WHAT TO PRODUCE. Type out the material below exactly.

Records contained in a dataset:
-------------------------
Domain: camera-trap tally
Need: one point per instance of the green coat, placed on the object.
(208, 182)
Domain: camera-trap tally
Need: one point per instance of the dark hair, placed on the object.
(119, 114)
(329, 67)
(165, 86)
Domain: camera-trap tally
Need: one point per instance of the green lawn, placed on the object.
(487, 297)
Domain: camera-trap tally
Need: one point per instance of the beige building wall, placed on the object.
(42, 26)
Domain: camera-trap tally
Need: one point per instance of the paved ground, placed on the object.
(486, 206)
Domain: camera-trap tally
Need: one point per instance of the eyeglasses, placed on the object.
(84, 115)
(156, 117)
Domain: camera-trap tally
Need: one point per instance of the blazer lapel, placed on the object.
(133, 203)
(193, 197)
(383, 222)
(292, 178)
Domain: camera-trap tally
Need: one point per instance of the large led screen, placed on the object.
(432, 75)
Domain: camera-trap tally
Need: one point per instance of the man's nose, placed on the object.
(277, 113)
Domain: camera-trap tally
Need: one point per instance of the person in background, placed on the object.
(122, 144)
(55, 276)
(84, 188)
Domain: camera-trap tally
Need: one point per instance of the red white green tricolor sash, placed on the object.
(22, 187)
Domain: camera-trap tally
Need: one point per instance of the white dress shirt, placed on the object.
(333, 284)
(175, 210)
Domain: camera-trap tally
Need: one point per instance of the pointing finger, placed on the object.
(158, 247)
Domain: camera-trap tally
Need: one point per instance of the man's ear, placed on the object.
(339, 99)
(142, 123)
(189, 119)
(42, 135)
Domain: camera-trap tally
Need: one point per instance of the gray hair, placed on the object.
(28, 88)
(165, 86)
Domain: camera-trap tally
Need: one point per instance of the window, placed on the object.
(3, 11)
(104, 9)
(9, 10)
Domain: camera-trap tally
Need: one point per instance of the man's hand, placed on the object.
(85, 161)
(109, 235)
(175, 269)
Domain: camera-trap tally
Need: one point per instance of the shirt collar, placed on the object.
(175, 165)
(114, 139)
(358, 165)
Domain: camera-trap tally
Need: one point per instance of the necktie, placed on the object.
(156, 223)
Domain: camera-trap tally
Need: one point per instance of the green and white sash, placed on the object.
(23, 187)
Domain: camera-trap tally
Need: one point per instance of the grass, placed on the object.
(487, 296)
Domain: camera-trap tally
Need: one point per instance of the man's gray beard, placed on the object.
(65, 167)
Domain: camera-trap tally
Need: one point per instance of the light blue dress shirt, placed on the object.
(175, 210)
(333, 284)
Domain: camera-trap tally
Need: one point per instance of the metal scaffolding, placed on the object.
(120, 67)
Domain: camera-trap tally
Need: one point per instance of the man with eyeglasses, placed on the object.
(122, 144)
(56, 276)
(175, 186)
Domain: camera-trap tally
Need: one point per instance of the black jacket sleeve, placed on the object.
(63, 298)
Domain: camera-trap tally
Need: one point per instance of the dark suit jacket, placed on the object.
-------------------------
SOLUTION TO THIS EXERCISE.
Domain: camera-trap tally
Need: one point per instance of the green coat, placed on the object.
(208, 182)
Domain: camera-trap tally
Need: one point per instance of the dark hair, placed on the object.
(119, 114)
(329, 67)
(165, 86)
Domain: camera-trap tally
Need: one point per instance of the green lawn, placed on the object.
(487, 297)
Domain: camera-trap tally
Need: one point per instance of the beige building wall, placed on the object.
(42, 26)
Domain: camera-trap tally
Need: one point per instance of the paved ground, placed on the object.
(486, 206)
Domain: camera-trap tally
Need: one point per instance of the eyeglasses, placed on the object.
(84, 115)
(156, 117)
Domain: camera-trap tally
Need: one point per instance of the blazer lapel, placed on the object.
(133, 203)
(193, 197)
(383, 222)
(292, 178)
Domain: camera-trap tally
Need: one point per instance of the large led screen, placed on the object.
(432, 75)
Domain: camera-trap tally
Need: one point per instance of the man's nose, placed on the object.
(277, 113)
Domain: camera-trap tally
Need: one point per instance of the person in background, placed on the object.
(122, 144)
(55, 276)
(84, 188)
Domain: camera-trap tally
Need: one point per instance of the red white green tricolor sash, placed on the object.
(22, 187)
Domain: camera-trap tally
Need: one point per instance of the white dress shirt, placed on the object.
(333, 284)
(175, 210)
Domain: camera-trap tally
Need: one point per instance of the pointing finger, placed on the object.
(158, 247)
Domain: camera-trap tally
Need: one point per instance of the man's ear, placed on the object.
(339, 99)
(142, 123)
(189, 119)
(42, 135)
Domain: camera-trap tally
Need: one point per instance of the gray hair, placed on the object.
(28, 88)
(165, 86)
Domain: camera-trap tally
Need: one point per instance of the window, placed on the object.
(3, 11)
(104, 9)
(9, 10)
Domain: camera-trap tally
Need: one point per instance of the man's hand, placed on the object.
(85, 161)
(109, 235)
(175, 269)
Domain: camera-trap tally
Need: one point per instance of the shirt collar, placed on the object.
(175, 165)
(114, 139)
(358, 165)
Domain: camera-trap tally
Need: one point per instance of the necktie, placed on the object.
(156, 223)
Domain: camera-trap tally
Need: one point per instance of the green and white sash, placed on the object.
(23, 187)
Domain: camera-trap tally
Need: one point per instance of the grass, placed on the object.
(487, 296)
Domain: camera-trap tally
Need: one point per instance of the man's gray beard, placed on the object.
(65, 167)
Domain: camera-trap tally
Need: one point per instance of the light blue dress shirt, placed on the object.
(175, 210)
(333, 284)
Domain: camera-trap tally
Need: one point per instance of the metal scaffolding, placed on the object.
(120, 67)
Domain: camera-trap tally
Need: one point per instance of the man with eyeglasses, placed on the object.
(122, 144)
(56, 276)
(175, 186)
Domain: camera-trap tally
Need: one point per instance of the black jacket sleeve, placed on the object.
(63, 298)
Domain: camera-trap tally
Need: one point per instance of the dark suit jacket, placed on the object.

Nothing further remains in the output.